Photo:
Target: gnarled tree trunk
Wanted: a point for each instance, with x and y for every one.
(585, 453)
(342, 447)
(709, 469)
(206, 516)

========================================================================

Task brief:
Set down exactly the line that holds "Wanted: a point" and all lines after it to the end of the data.

Task result:
Wanted: a point for each instance, with x and y for every one.
(585, 453)
(342, 447)
(709, 469)
(206, 516)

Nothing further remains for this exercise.